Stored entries
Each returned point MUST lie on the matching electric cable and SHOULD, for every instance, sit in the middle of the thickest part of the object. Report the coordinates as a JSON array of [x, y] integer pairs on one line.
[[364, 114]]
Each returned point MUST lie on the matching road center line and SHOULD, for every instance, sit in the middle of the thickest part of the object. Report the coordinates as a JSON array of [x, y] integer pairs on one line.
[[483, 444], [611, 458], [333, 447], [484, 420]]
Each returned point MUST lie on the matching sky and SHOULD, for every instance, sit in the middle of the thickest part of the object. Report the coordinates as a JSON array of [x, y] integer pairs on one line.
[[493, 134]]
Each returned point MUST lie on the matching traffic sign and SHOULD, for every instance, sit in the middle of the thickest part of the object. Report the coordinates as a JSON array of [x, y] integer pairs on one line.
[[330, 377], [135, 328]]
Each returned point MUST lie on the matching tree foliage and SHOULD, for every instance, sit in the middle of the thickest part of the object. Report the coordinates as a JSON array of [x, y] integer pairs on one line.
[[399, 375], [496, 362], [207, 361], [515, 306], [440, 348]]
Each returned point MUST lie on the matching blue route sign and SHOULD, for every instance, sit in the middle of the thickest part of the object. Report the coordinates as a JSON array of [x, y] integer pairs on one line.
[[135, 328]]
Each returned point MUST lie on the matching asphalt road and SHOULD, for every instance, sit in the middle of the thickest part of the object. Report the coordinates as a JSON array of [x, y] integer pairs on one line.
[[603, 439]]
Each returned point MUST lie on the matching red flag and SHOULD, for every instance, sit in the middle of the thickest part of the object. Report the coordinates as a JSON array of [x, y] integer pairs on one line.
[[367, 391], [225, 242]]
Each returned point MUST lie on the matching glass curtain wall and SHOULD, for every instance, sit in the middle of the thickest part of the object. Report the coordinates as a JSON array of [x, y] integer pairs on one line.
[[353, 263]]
* * *
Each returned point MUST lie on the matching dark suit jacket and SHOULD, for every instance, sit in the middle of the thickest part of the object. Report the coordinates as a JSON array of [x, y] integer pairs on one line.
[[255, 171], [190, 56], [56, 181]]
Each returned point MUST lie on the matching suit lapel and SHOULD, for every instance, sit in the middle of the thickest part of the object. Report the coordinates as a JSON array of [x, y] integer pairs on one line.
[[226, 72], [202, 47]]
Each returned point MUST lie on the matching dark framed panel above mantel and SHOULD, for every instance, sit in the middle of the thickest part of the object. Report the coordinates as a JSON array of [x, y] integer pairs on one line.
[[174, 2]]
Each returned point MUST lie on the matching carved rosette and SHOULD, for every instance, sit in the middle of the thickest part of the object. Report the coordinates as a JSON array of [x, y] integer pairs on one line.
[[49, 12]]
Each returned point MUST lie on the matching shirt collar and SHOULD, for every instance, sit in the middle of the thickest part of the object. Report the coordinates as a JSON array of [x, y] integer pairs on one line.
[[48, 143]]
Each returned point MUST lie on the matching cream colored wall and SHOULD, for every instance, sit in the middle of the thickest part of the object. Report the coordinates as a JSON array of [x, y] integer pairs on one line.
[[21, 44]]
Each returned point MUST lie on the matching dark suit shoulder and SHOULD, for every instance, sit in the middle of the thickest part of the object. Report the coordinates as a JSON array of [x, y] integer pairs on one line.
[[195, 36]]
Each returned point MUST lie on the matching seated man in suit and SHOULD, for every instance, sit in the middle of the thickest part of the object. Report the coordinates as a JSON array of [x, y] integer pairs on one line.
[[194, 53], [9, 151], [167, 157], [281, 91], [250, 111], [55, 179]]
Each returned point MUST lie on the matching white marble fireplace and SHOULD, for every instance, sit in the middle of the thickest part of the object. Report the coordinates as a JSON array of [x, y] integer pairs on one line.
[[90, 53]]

What to do: Rename "curtain wall" to "facade" in the rows between the line holding "Each returned point MUST lie on the matching glass" and the line holding "[[353, 263]]", inclusive, and write out only those lines with everything else left unchanged.

Problem solution:
Each returned point MUST lie on the matching glass facade and SHOULD, for every instance, sit in the middle of the thickest part of the object. Report the coordinates as a JSON array of [x, y] integer pairs on one line.
[[353, 263]]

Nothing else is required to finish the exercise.